Output all the entries word for word. Omit the pictures.

■ **Records from a data source**

+++++

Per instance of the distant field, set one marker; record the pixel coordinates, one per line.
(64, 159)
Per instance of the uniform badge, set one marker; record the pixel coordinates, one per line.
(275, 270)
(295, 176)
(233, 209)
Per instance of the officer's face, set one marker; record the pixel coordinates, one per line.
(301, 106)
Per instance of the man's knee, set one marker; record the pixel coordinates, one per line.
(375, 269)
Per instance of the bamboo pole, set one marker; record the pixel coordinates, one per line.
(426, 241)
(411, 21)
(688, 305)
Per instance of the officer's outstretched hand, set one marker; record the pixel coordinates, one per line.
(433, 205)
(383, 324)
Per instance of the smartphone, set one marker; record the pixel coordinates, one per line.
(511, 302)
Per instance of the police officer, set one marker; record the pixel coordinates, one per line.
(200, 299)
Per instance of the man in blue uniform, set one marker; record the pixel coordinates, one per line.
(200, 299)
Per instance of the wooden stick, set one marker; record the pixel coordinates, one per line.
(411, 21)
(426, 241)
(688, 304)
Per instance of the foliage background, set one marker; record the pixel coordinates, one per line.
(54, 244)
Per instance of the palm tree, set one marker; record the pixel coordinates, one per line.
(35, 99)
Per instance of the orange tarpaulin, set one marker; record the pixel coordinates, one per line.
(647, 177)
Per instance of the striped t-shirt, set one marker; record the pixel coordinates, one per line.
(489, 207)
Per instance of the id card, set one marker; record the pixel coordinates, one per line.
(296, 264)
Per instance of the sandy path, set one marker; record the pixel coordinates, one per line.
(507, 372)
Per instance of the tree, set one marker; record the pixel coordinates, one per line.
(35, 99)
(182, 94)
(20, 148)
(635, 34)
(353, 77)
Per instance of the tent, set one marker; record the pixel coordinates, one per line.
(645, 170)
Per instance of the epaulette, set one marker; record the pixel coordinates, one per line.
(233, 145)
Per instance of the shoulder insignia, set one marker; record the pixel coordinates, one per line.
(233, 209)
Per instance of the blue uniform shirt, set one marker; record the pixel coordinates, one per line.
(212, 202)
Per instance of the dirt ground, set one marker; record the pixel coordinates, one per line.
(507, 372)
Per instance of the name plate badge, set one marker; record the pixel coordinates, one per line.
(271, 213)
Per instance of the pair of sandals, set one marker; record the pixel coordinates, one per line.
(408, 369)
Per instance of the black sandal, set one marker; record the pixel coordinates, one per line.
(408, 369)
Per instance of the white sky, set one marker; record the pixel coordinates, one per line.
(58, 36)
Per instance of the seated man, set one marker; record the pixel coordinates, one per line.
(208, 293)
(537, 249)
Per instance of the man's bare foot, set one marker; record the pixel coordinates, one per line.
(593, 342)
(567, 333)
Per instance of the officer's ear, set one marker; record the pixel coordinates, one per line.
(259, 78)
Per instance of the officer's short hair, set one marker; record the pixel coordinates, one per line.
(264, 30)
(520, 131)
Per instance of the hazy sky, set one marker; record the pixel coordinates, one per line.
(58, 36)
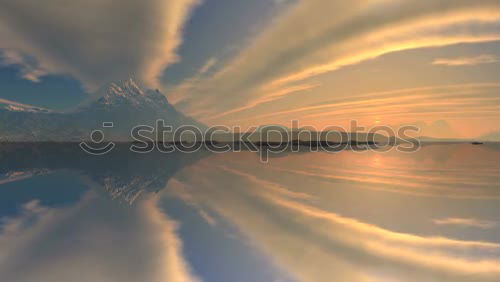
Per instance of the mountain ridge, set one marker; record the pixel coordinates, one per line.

+++++

■ **Answer to this task**
Per instance of the distant field, set one marker; record the pixel coordinates, one per line.
(64, 159)
Per instance of the uniform badge, set one marker; record the pixel coordinates, one per line.
(275, 270)
(295, 176)
(233, 209)
Per instance of the officer's face, set one marker; record the pixel coordinates, one per line.
(301, 106)
Per instance of the man's knee, set one marker; record the pixel coordinates, one per line.
(375, 269)
Per instance of the bamboo pole, set one marker; record the pixel coordinates, one per line.
(426, 241)
(411, 21)
(688, 305)
Per instance of the officer's outstretched hand, set one marker; record the pixel coordinates, one per line.
(433, 205)
(383, 324)
Per instance of the smartphone, set one marker; record the pixel coordinates, one per line.
(511, 302)
Per instance of the police officer, set one marker; record the pixel coordinates, one per line.
(200, 299)
Per instance of the man in blue uniform, set one marker; record the pixel coordinates, one per line.
(200, 299)
Per instance of the wooden stick, set one marker; record the pixel coordinates, one per line.
(411, 21)
(426, 241)
(688, 304)
Per instance of the foliage background, set one marker; record the pixel coordinates, one per line.
(54, 244)
Per instance of the palm tree, set one marker; record the pixel coordinates, one per line.
(35, 99)
Per instance of the orange tarpaulin, set one marker; record the pixel coordinates, one per line.
(647, 177)
Per instance of the striped t-shirt, set one marker; record the pixel coordinates, one per line.
(489, 207)
Per instance of the id card, set one marker; record the pixel coordinates, one per line.
(296, 264)
Per instance of the sandy path, set one marker; record the pixel coordinates, one per line.
(507, 372)
Per instance of the tree, set one marker; record the pixel coordinates, one per line.
(35, 99)
(182, 94)
(20, 148)
(635, 34)
(353, 77)
Per instance of the tent, set one marker; record the pixel coordinates, one per line.
(645, 170)
Per instance of the epaulette, set one marker; record the pixel coordinates, one per line.
(233, 145)
Per instance of the shoulder insignia, set one marker; record the pixel coordinates, one per line.
(233, 209)
Per instance of the blue uniform shirt, set one marker; record the pixel coordinates, one per line.
(212, 202)
Per instance of the dirt ground, set one marker; record the pixel coordinates, one per line.
(507, 372)
Per instance of the name plate badge, set one marker; record the pixel coordinates, one per line.
(271, 213)
Per instance of the pair of sandals, set one marker; record the pixel coordinates, one per line.
(408, 369)
Per instance of the black sandal, set one marker; record the pixel coordinates, one per line.
(408, 369)
Per instance of the white sky, set one marker; record the pixel coordinates, one per line.
(58, 36)
Per instance of the seated man, set one marker; record the pixel coordinates, one per line.
(208, 293)
(537, 249)
Per instance of the man's bare foot, set one marker; record the pixel coordinates, one per line.
(593, 342)
(567, 333)
Per instance of the officer's ear, set one marker; record the pixel coordinates, one per line.
(259, 78)
Per instance of the officer's short hair, set one marker; record the pixel coordinates, one per line.
(264, 30)
(520, 131)
Per instance of the hazy sky, set one marker; record the pixel coordinates, one per line.
(58, 36)
Per instance of the mountain ridge, set one marker; record the pixel coordinates, one per line.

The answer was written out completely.